====== Extract provided ======

You could do partial fraction decomposition, but instead let's multiply the top and bottom by $\frac{1}{x^2}$:

$$3\int\frac{3}{3x+x^2}dx = 3\int \frac{\frac{3}{x^2}}{\frac{3}{x}+1}dx$$

Notice that the numerator is the derivative of the denominator times $-1$, so we have an integral of the form $\int\frac{du}{u}$, which integrates to

$$ -3\log\left(\frac{3}{x}+1\right)+C$$

Then substitute back in for $t$:

$$ -3\log\left(\frac{3}{\sqrt[3]{t}}+1\right)+C$$

Answer 2

$$\int \frac{3}{t(3 + t^{1/3})} \, dt = \int \frac{1}{3 + t^{1/3}} \cdot 9t^{-1/3} \cdot \frac{1}{3} t^{-2/3} \, dt,$$ so with the substitution $$u = 3 + t^{1/3}, \quad du = \frac{1}{3} t^{-2/3} \, dt, \\ t^{-1/3} = \frac{1}{u-3},$$ we obtain $$\int \frac{3}{t(3+t^{1/3})} \, dt = \int \frac{1}{u} \cdot \frac{9}{u-3} \, du = 3 \int \left( \frac{1}{u-3} - \frac{1}{u} \right) \, du = 3 \log\left|\frac{t}{(3+t^{1/3})^3}\right| + C.$$

Answer 3

To finish your calculation:

$$\int\frac{9}{x(3+x)}$$

Take partial fractions

$$=3\int \frac{1}{x+3}dx+2\int\frac{1}{x}dx$$

Let $u=x+3,du=dx$ have

$$=3\int\frac{1}{u}du+2\int\frac{1}{x}dx$$

Then exists $C\in\mathbb{R},s.t.$

$$=3\ln(u)+2\ln(x)+C$$

Substitute $u$ back, we have

$$=3\ln(x+3)+2\ln(x)+C$$

======

▶ **To do**:
**A)** In the integral thread, what does the first answer multiply the top and bottom by?
**B)** Sum up the integral thread in two sentences.

====== Given entries ======

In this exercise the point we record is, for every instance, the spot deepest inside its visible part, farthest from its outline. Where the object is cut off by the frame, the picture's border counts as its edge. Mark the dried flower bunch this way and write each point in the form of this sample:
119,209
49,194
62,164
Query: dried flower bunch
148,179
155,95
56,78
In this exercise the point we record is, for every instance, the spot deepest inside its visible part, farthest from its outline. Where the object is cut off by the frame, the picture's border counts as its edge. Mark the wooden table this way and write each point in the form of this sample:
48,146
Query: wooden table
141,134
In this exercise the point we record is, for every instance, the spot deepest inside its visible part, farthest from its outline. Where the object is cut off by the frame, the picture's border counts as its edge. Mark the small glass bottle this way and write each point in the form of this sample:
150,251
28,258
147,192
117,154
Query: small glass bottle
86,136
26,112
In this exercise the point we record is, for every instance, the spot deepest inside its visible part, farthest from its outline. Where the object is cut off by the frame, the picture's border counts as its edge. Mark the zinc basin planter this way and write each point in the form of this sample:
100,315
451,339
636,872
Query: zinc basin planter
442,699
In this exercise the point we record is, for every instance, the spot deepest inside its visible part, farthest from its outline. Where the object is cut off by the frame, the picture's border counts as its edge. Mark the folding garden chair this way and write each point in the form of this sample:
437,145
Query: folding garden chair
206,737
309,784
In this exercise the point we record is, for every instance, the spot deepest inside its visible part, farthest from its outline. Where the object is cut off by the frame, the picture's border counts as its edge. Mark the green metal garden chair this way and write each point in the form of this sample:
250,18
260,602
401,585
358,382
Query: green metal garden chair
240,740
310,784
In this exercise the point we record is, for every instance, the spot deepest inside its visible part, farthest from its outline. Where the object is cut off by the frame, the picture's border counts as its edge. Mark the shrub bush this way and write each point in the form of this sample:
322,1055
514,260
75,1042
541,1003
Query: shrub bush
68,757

======

▶ **Task-by-task results**:
**A)** It multiplies them by $\frac{1}{x^2}$.

**B)** The first answer multiplies the top and bottom by $\frac{1}{x^2}$, which makes the numerator $-1$ times the derivative of the denominator, integrates to $-3\log\left(\frac{3}{x}+1\right)+C$, and then substitutes back in for $t$. The second answer uses the substitution $u = 3 + t^{1/3}$ to reach $3 \log\left|\frac{t}{(3+t^{1/3})^3}\right| + C$, and the third finishes the calculation with partial fractions and the substitution $u=x+3$.